■ Aim ■
Retype the material that follows, keeping every word as it is.

■ Rows from a dataset ■
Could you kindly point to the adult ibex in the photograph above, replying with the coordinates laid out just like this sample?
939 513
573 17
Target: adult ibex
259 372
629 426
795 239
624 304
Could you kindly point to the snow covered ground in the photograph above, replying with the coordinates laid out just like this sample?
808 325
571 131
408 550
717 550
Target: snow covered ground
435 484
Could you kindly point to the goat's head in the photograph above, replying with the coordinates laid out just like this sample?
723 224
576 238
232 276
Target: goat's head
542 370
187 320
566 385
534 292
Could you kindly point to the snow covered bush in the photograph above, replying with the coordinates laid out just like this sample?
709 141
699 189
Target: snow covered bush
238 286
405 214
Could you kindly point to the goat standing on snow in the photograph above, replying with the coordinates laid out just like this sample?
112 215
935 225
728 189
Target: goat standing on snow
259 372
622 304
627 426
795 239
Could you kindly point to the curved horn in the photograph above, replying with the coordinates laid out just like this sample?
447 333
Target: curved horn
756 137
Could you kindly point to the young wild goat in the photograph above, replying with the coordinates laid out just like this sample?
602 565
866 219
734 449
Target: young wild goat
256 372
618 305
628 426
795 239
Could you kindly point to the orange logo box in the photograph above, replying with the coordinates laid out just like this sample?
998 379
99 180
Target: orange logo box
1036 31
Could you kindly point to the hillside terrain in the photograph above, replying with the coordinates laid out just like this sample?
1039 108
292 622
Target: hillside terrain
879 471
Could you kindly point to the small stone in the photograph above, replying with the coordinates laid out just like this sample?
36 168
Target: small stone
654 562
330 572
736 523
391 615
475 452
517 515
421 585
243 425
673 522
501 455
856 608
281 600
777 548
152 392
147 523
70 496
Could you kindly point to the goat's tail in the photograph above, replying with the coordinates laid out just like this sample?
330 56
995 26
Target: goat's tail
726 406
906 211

■ Result of the task ■
Could you kindly point to the adult ibex in the photograph above, replying with the coordinates laid out just like this sample?
939 513
573 17
Target: adult ibex
259 372
629 426
795 239
624 304
Could you kindly point to the snow covered ground in the photograph above, replying with the coordinates laid out just like this sample?
808 325
571 131
408 550
717 550
Target: snow covered ground
435 484
Could you kindly point to the goat's head in the photograph above, replying with the coordinates laid out just like this sample?
723 224
576 238
232 276
Target: goat's head
542 370
187 320
566 385
534 292
Could you kindly point to the snow covered bush in the photograph above, replying with the coordinates laid out just like this sample?
709 141
699 189
Target: snow covered bush
238 286
405 214
Could you kindly point to the goat standing on snow in the photograph above, replying with the coordinates laid out just like this sample?
112 215
935 225
728 189
Target: goat standing on snow
259 372
622 304
627 426
795 239
Could you kindly point to the curved horn in the photograph above, replying with the coordinates laid out just like this sample?
447 333
Target: curved horn
756 137
Could you kindly point to the young wild goat in the photograph above, replying with the coordinates laid out just like this sample?
602 565
866 219
734 449
Target: young wild goat
256 372
618 305
628 426
795 239
Could you kindly point to the orange logo box in the photograph above, replying with the coordinates laid out just like this sample?
998 379
99 180
Target: orange logo box
1036 31
Could you kindly point to the hillside terrain in the photograph above, replying with the coordinates laid out just like this sample?
1039 108
292 622
Target: hillside terrain
879 471
Could you kindly point to the small stone in the photograph above, replying with the coordinates laid out just like this sample?
36 168
Target: small stone
654 562
330 572
736 523
391 615
475 452
517 515
421 585
243 425
673 522
501 455
856 608
281 600
777 548
152 392
147 523
70 496
Could you kindly point to the goat's tail in the photograph above, replying with the coordinates laid out just like this sample?
330 56
995 26
Target: goat's tail
726 406
906 211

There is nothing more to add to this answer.